Materials provided ▸
******

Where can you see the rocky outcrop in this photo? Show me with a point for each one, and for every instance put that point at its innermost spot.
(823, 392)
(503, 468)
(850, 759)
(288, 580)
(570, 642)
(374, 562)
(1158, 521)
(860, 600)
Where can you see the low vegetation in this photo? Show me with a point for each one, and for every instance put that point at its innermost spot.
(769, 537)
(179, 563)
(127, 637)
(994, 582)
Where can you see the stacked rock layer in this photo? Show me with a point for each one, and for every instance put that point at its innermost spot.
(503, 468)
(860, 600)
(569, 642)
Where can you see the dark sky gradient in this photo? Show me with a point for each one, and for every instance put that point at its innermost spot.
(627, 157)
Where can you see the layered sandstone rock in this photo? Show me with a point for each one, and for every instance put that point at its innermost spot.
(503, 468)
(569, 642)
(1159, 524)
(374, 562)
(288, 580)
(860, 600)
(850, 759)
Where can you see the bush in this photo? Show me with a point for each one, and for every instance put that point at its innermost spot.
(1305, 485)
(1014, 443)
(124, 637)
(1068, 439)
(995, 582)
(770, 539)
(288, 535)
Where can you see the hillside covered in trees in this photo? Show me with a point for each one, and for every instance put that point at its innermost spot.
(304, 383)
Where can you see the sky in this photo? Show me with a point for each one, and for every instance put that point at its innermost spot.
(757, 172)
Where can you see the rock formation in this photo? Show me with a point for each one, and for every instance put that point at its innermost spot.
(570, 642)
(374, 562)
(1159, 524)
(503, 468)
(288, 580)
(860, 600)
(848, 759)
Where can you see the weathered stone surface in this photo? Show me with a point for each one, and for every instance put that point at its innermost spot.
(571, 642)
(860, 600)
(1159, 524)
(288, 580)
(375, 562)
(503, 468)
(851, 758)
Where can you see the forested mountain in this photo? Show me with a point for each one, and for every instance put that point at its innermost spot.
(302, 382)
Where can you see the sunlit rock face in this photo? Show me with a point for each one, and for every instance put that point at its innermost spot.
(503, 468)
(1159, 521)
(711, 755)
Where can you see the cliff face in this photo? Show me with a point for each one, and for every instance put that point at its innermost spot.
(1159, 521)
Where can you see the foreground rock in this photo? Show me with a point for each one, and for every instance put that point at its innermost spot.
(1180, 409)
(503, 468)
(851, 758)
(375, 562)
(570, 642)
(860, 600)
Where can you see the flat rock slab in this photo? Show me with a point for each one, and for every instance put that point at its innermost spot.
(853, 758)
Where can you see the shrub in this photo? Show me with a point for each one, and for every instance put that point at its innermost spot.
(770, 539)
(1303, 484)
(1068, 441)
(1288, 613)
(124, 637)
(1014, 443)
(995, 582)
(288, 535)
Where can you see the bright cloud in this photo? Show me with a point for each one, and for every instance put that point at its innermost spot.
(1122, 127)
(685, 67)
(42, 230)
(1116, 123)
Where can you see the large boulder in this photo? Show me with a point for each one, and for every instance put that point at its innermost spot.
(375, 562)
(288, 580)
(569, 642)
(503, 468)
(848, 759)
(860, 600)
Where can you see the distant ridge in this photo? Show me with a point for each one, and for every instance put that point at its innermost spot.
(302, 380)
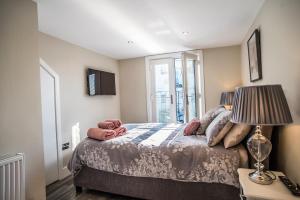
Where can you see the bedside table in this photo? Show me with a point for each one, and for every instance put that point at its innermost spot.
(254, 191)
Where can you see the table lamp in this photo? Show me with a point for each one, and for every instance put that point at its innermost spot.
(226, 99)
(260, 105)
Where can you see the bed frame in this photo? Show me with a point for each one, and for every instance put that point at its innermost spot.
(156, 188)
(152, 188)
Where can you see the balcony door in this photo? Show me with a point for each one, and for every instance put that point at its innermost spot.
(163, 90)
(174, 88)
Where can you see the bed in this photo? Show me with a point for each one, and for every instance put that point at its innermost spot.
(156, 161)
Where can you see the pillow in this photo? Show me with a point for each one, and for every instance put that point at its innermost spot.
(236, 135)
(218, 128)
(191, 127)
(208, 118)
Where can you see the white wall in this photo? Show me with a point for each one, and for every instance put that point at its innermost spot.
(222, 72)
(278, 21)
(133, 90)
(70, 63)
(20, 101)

******

Rewrite all the lines above with every "innermost spot" changed to "most central spot" and nothing else altered. Leave the pictures out of your answer.

Exercise solution ▸
Where can you see the rocky outcrop in this photo? Show me with a point for each one, and for every instance put that point at its most central spot.
(823, 392)
(503, 468)
(850, 759)
(288, 580)
(570, 642)
(374, 562)
(1158, 521)
(860, 600)
Where can you see the low vegetation in this photo? Show me with a point for each one, and for every instance put that point at its most central spot.
(769, 537)
(179, 563)
(127, 637)
(994, 582)
Where can you see the stacked rock layer in this photo? Show me with a point for each one, and for every instance put that point at its most central spot.
(503, 468)
(860, 600)
(569, 642)
Where can you see the dark sky gradient in this photo? Show me with a point for each one, and for every instance put that point at its most central spot.
(627, 157)
Where can you see the layered sandstone rock in this photo? Show me with a point for each one, and for every instance put that point at its most central spot.
(503, 468)
(569, 642)
(1159, 524)
(374, 562)
(288, 580)
(860, 600)
(850, 759)
Where can you see the bush in this photo? Show me with a point for each one, and for every instance put that point at its most central spot.
(1305, 485)
(1014, 443)
(124, 637)
(1068, 439)
(995, 582)
(770, 539)
(288, 535)
Where can you see the hillside covered in trees in this photo? Show me with a point for each one, and for every instance put that point at its most central spot.
(304, 383)
Where can you see the sky in this photo? Show me with a point for each one, and for every instance put that point at its most central spot.
(757, 172)
Where can you see the rock formation in this photo? Show me with a point for each one, and for every instance put that point at its most central spot.
(570, 642)
(374, 562)
(1159, 524)
(503, 468)
(288, 580)
(860, 600)
(848, 759)
Where can you see the weathered stone surface in this photo? Show me with a point for each one, and for every instance put that point at its most central spot.
(571, 642)
(860, 600)
(1159, 524)
(288, 580)
(375, 562)
(503, 468)
(851, 758)
Where can you see the forested mountain in this photo? Show me with a point for each one, and for every instance put that point at its most central spot.
(302, 382)
Where can you see the sunlit rock face in this photo? Show me with a point for each one, and for every instance put that point at its most central spot.
(503, 468)
(1159, 521)
(711, 755)
Where can you see the cliff face in this photo? Show me with a point for each one, and for every instance put that point at its most central spot.
(1159, 521)
Where can you see the foreground rock in this photo? Show me with a point for each one, and for every instance put that point at its most central spot.
(1180, 409)
(503, 468)
(851, 758)
(375, 562)
(570, 642)
(860, 600)
Where can you see the flat rock slab in this photo? Show me with a point for each one, and for every instance put that point at its most central spot.
(853, 758)
Where can you see the shrub in this photo? Show me with a point for each one, and for every instance put that point at its most central spot.
(770, 539)
(1303, 484)
(1068, 441)
(1288, 613)
(124, 637)
(1014, 443)
(995, 582)
(288, 535)
Where can you see the bright cloud in this photo? Show me with a point for each one, and for every instance put that point at its most central spot.
(1122, 127)
(685, 67)
(42, 230)
(1116, 123)
Where can you see the large boulder in this photo? Show me with a point for each one, and for every instance put that point at its most central spot.
(375, 562)
(288, 580)
(569, 642)
(503, 468)
(848, 759)
(860, 600)
Where can you see the distant ridge in this photo? Show me with a point for each one, and for every instance put that point at its most central spot.
(302, 380)
Where can you see the bedside table in this photo? Show me with a point for each one, and for every instance put that point at its most central spot.
(254, 191)
Where can you see the table lamp in this photo? Show me with a point for each one, and for every instance put that point at its most central spot.
(226, 99)
(260, 105)
Where can you see the bed frame in this photo? Show me with a point for each one, and for every instance put that point at its most central spot.
(156, 188)
(152, 188)
Where can you see the balcony door in this photo? Show me with a point for each one, and for every instance put that point at its most central spot.
(163, 90)
(174, 88)
Where can you see the bed in this photo? Show me with a point for each one, and for every instance put that point at its most central spot.
(156, 161)
Where can you see the pillow in this photo? Show me with a point for each one, and for every instance put that point at its most central spot.
(236, 135)
(218, 128)
(191, 127)
(208, 118)
Where can you see the white wall in this photo? Show me with a point for each one, and for every instance put that point at its most central spot.
(222, 72)
(278, 21)
(133, 90)
(70, 63)
(20, 101)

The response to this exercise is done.